++++ EXTRACT TO READ
These operations are generic. A uniform product is a functor

TYPE ^ N -> TYPE

where TYPE ^ N is the product of N copies of TYPE = TYPE * TYPE * TYPE …

The N can be deduced from the number of arguments if the functor is applied.
The categories can be deduced from the argumets if it is not a uniform functor.

Obviously, if a functor has a product argument, it can be applied to a corresponding
tuple. For example:

fun swap(A:TYPE, B:TYPE):TYPE => B * A;
val x : swap(int, double) = 4.2, 1; // double * int

Compostion and application of functors are directly related (by the Yondeda lemma I think):

(f \circ g) x = f (g x);

In particular

f x = (f \circ 1_x) ()

where 1_x is the functor 1->TYPE which picks out the value x, called the
characteristic function of x. So any application seqence can be converted
to a composition sequence applied to the unit value, and, any composition
can be turned into an application by eta expansion.
++++++++
◆ PROBLEM SET:
A - Retype the records, everything from their first line down to the line containing "[681,193,708,211]", with both of those lines included.
B - Extend the passage on functors, picking up after its final sentence.
These records have no connection to the passage on functors.
++++ ENTRIES SHOWN
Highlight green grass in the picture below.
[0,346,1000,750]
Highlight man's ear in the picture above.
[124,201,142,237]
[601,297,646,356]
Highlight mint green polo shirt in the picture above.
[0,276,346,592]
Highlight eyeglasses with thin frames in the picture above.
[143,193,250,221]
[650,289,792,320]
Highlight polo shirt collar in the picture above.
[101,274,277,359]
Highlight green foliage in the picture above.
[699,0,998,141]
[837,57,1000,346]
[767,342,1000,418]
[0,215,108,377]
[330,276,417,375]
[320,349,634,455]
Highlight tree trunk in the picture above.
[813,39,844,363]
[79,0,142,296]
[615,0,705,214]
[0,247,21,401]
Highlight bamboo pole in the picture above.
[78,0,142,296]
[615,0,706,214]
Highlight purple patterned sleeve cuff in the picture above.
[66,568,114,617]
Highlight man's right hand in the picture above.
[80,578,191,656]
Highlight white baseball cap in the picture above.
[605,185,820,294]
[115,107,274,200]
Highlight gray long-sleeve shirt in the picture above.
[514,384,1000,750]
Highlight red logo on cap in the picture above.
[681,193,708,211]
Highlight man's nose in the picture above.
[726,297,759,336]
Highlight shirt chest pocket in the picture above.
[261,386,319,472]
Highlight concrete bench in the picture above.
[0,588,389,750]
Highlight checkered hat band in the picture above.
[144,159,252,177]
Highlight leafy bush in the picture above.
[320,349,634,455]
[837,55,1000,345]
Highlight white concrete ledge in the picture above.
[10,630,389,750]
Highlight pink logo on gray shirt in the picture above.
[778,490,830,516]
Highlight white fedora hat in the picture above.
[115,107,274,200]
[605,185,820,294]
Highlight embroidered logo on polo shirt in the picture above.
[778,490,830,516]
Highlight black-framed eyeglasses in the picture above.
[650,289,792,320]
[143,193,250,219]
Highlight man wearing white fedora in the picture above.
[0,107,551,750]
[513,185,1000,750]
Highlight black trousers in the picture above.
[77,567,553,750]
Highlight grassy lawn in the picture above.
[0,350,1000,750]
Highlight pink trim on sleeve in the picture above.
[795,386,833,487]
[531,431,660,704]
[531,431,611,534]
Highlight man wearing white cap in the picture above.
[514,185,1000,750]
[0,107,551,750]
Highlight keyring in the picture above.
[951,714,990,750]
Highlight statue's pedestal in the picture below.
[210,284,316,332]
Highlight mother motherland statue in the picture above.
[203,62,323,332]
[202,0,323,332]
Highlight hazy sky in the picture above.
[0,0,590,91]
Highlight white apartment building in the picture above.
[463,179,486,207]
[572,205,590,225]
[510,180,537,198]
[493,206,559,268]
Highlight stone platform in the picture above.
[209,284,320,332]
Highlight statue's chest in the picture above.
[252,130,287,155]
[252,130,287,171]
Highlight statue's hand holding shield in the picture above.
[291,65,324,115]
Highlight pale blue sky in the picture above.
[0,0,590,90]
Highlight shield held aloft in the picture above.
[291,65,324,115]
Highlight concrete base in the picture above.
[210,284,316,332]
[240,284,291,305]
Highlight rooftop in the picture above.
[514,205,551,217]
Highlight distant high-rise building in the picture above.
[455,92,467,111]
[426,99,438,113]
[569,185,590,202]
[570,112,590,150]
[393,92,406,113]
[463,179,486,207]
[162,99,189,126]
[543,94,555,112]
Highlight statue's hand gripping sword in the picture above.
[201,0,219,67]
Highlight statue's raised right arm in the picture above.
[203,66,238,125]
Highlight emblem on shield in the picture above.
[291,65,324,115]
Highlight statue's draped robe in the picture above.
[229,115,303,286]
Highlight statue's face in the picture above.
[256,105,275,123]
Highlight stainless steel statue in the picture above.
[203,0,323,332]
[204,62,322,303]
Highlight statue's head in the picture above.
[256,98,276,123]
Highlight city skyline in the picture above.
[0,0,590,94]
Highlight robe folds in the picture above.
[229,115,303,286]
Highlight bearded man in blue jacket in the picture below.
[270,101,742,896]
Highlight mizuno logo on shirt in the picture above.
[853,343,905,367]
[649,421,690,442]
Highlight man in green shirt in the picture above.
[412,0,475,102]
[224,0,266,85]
++++++++
◆ ANSWER LIST:
A -
Highlight green grass in the picture below.
[0,346,1000,750]
Highlight man's ear in the picture above.
[124,201,142,237]
[601,297,646,356]
Highlight mint green polo shirt in the picture above.
[0,276,346,592]
Highlight eyeglasses with thin frames in the picture above.
[143,193,250,221]
[650,289,792,320]
Highlight polo shirt collar in the picture above.
[101,274,277,359]
Highlight green foliage in the picture above.
[699,0,998,141]
[837,57,1000,346]
[767,342,1000,418]
[0,215,108,377]
[330,276,417,375]
[320,349,634,455]
Highlight tree trunk in the picture above.
[813,39,844,363]
[79,0,142,296]
[615,0,705,214]
[0,247,21,401]
Highlight bamboo pole in the picture above.
[78,0,142,296]
[615,0,706,214]
Highlight purple patterned sleeve cuff in the picture above.
[66,568,114,617]
Highlight man's right hand in the picture above.
[80,578,191,656]
Highlight white baseball cap in the picture above.
[605,185,820,294]
[115,107,274,200]
Highlight gray long-sleeve shirt in the picture above.
[514,384,1000,750]
Highlight red logo on cap in the picture above.
[681,193,708,211]

B -
This means evaluation can be performed starting at the end of a composition
chain applied to a () and applying it, then apply the next on the left to the result,
until we end up with a value. However optimisations work best on compositions
because composition is associative .. and it’s then “native” operation of category
theory.

As well as types, we have kinds. The main kind has sort KIND.

We also need to have subcategores (i.e. subtyping). As an example in Felix:

UNITSUM < COMPACTLINEAR < TYPE

These are embeddings, that is, the subtyping monomorphism is from
a category X which is a subcategory of Y, and maps each object and arrow to
itself. In CT, we would be happy with any monic, that is, an isomorphicm
from a category P to a subcategory of the target. However this requires specifying
the isomorphism (an ambedding of a subcategory in the category it is sub of does not).

When (in particular) an arrow (fun) is specified, there may be “type variables”.
This adds an extra level of lambda abstraction. For example

fun (K1: SORT, K2:SORT): KIND =:>
fun (T1: K1, T2:K2) : TYPE => T1 * T2
;

Here two different kinds (which are values of meta-sort SORT), specify
the kinds of the two type variables T1 and T2. The motivating
example is:


define compose =
fun (J:KIND,K:KIND,L:KIND)
(f: K->J, g :L -> K):L -> J
=> fun (T:L) (t:T):T => f(g(t))


What I wanted was a rule to compose any two data structures, and that’s it.

For example a map of lists of pairs has three type parameters:

compose (TYPE* TYPE, TYPE * TYPE) (map, list, pair) (int, string, double)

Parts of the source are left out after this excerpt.